═════ TEXTBLOCK
Das sind nämlich allesamt Gefäßpflanzen. So nennen Kenner*innen alle Pflanzen, die in ihrem Inneren spezielle Leitungsbahnen besitzen, in denen sie Wasser, darin gelöste Stoffe, hauptsächlich Zucker, transportieren. Sie werden auch als Höhere Pflanzen bezeichnet und Bärlappgewächse und Farne gehören (auch ziemlich cool! Eine nennt sie auch Gefäßsporenpflanzen …) dazu, sowie all die Samenpflanzen in der Vase. Ihr ahnt sicher, dass der Bildung von Samen zur Ausbreitung die Bildung von Blüten vorausgeht? Die oben abgebildeten Geburtstags-Blüten kommen von Frauen, die sich stets um (wilde) Bienen und Blumen bemühen – mit schönem Erfolg: von meiner Neuengammer Nachbarin Hilke und von Gärtnerin Nathalie, die dem Wandelgut (https://wandelgut.de/) eine Blumenstrauß-SoLaWi hinzugefügt hat, die nicht nur Menschen, sondern auch Insekten vieler Art „beglückt“.
══════════
AUFGABENZIEL:
Nenne alle Pflanzengruppen, die laut dem Text über Gefäßpflanzen zu den Gefäßpflanzen gehören. Das Material spielt hierbei keine Rolle.
═════ VORLIEGENDES MATERIAL
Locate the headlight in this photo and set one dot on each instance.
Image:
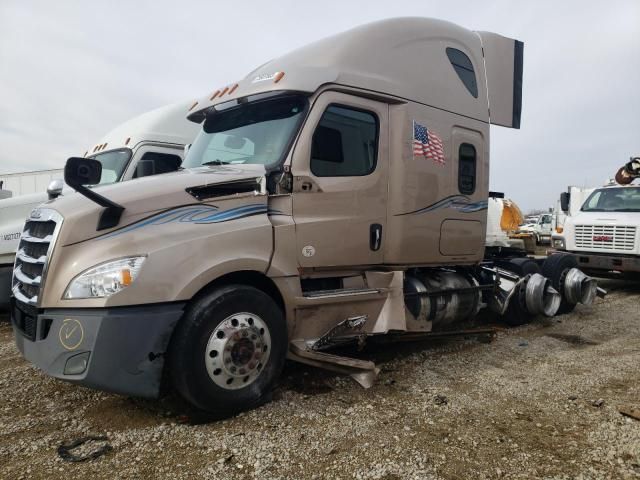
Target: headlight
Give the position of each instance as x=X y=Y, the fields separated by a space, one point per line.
══════════
ERGEBNIS DER AUFGABE:
Bärlappgewächse, Farne, Samenpflanzen